======== Data records
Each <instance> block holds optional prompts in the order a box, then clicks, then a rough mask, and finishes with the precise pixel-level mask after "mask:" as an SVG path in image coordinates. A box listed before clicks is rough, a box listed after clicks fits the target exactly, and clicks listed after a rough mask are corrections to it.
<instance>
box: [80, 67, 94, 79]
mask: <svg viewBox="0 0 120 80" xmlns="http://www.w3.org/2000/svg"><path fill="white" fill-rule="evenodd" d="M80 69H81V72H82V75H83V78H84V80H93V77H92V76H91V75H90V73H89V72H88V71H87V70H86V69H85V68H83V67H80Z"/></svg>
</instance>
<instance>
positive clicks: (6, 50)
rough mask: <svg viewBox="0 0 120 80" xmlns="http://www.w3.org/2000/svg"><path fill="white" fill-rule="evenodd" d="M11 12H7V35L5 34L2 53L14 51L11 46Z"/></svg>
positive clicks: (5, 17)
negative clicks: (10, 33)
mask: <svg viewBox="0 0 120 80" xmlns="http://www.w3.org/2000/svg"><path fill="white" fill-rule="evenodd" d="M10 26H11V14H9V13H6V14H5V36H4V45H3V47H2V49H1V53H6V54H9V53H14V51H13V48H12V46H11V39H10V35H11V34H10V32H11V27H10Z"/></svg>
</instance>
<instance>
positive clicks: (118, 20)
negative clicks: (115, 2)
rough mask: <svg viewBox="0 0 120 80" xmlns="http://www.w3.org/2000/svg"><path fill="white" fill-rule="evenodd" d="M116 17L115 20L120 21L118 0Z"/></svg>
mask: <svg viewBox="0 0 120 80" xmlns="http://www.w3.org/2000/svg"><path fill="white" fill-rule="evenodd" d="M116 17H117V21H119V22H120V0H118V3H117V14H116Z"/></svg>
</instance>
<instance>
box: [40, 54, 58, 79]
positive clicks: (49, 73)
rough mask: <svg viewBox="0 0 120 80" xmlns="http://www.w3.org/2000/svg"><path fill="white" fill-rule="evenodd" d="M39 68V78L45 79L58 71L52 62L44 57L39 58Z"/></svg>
================
* _What is required_:
Return the lines of the records that include the string "positive".

* _Exercise solution_:
positive clicks: (6, 50)
positive clicks: (5, 17)
positive clicks: (118, 20)
positive clicks: (49, 73)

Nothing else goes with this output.